Filter the listing below and copy out every line that contains the string "roof". Treat uppercase and lowercase as different.

Object position labeling entries:
** Start **

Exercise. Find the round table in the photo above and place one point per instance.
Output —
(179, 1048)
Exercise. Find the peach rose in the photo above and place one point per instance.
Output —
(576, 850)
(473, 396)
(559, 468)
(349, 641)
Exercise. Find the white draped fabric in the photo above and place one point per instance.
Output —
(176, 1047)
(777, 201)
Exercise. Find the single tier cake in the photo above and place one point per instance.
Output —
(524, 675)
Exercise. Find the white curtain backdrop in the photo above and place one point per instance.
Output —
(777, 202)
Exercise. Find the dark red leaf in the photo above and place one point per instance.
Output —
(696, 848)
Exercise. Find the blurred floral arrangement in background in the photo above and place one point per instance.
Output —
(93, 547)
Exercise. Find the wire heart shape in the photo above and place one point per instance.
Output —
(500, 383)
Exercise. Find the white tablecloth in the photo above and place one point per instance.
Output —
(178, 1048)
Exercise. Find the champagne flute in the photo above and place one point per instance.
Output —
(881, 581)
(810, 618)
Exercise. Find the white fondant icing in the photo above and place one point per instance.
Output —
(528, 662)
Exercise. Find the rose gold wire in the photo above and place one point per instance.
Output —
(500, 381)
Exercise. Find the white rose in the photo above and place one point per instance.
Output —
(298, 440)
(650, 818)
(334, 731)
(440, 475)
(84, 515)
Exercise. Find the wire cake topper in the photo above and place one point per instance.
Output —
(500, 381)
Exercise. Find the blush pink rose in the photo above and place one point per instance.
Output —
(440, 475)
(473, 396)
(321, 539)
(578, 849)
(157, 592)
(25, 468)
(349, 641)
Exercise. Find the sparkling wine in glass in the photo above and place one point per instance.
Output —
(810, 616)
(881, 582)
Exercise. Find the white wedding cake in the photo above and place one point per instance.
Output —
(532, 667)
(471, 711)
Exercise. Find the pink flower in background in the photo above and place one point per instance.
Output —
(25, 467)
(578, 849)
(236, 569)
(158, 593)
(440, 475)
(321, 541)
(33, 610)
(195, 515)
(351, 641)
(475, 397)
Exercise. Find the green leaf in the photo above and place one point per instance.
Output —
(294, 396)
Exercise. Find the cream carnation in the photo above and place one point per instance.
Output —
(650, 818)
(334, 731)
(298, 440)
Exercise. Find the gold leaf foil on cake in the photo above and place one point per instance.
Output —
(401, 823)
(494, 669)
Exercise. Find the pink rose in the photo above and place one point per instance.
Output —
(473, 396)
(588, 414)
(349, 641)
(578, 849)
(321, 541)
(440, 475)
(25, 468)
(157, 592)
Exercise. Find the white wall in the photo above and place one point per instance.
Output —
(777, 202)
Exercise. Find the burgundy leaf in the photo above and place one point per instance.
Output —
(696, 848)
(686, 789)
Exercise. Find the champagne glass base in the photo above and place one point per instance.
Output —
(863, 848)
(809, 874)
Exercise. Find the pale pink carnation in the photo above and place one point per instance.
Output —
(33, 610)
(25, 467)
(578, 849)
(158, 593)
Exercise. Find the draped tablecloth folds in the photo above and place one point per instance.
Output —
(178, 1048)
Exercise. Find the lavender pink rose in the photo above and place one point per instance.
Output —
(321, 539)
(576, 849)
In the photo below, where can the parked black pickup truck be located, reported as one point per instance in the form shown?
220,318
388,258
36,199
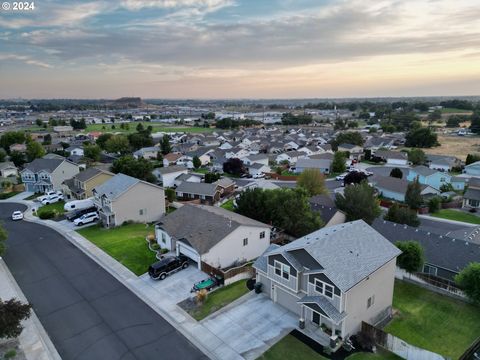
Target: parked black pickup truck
166,266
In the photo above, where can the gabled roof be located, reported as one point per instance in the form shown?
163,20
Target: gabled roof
116,186
347,252
203,227
48,165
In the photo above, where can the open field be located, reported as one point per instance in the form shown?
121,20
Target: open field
459,146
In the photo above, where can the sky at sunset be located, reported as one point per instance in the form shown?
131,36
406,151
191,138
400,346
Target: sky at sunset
240,49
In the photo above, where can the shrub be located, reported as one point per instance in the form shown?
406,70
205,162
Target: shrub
434,204
46,214
201,296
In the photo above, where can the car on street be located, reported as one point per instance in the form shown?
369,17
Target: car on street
49,194
86,219
52,199
168,265
72,215
17,215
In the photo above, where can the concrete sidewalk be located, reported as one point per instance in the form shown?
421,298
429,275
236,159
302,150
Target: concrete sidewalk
34,341
196,332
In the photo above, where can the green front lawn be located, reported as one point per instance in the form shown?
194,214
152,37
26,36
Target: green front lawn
56,207
432,321
219,298
293,349
228,205
125,243
457,216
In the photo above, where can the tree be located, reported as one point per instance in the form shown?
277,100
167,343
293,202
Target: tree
287,209
313,181
118,144
412,257
417,156
338,162
413,196
471,158
138,168
3,239
354,177
196,162
92,152
17,158
102,140
402,215
234,166
34,151
359,202
12,312
421,137
396,172
165,145
469,281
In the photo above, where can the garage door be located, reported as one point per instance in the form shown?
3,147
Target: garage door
188,251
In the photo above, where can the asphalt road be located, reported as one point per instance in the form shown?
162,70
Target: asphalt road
87,313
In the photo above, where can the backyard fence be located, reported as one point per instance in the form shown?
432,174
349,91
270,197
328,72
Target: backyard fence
398,346
232,274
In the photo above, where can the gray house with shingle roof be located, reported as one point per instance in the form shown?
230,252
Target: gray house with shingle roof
337,277
212,235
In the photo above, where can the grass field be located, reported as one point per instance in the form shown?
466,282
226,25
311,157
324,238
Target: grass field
156,128
454,145
457,216
432,321
125,243
220,298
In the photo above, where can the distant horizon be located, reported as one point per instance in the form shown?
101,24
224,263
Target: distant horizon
240,49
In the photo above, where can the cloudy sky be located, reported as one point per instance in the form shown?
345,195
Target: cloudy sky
240,48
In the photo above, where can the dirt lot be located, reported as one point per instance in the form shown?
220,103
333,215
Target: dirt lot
458,146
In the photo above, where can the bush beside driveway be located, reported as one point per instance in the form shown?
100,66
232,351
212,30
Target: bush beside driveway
125,243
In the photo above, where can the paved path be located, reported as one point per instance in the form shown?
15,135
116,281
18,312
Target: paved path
87,312
34,341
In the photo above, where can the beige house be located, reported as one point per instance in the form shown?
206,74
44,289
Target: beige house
333,279
125,198
81,185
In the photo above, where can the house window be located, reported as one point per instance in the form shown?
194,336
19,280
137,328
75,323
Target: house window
430,270
370,301
282,270
324,288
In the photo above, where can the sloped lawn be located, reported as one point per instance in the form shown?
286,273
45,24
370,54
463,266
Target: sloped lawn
432,321
125,243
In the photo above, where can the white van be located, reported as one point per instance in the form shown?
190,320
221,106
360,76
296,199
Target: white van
78,204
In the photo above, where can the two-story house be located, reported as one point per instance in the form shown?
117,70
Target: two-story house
47,174
334,278
435,179
81,185
125,198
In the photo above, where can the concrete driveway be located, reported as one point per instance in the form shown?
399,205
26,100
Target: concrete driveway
251,325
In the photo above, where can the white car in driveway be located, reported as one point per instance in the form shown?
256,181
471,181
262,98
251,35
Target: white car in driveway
86,219
17,215
52,199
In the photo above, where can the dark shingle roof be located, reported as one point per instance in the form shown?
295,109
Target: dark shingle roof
203,226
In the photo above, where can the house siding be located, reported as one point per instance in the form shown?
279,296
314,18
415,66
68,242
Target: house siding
141,196
379,284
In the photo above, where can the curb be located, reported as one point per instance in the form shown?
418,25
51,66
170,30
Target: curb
47,343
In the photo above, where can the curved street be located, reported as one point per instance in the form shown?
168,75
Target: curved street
87,313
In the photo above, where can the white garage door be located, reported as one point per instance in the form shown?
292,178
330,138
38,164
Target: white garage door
188,251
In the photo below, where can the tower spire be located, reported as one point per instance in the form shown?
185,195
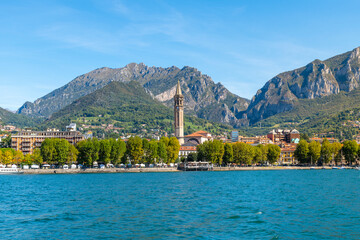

** End **

* _Task solution_
In the photo above, where can the gabled roof be located, reported as one point per instance in the form shown?
Target: gabled roof
In the photo above, where can the gray house with shingle roof be located, reported as one point per instance in the form shown?
Target: gray house with shingle roof
In the photo above, where can the dark shingle roof be located, reported as one point per instance in the form shown?
Target: dark shingle roof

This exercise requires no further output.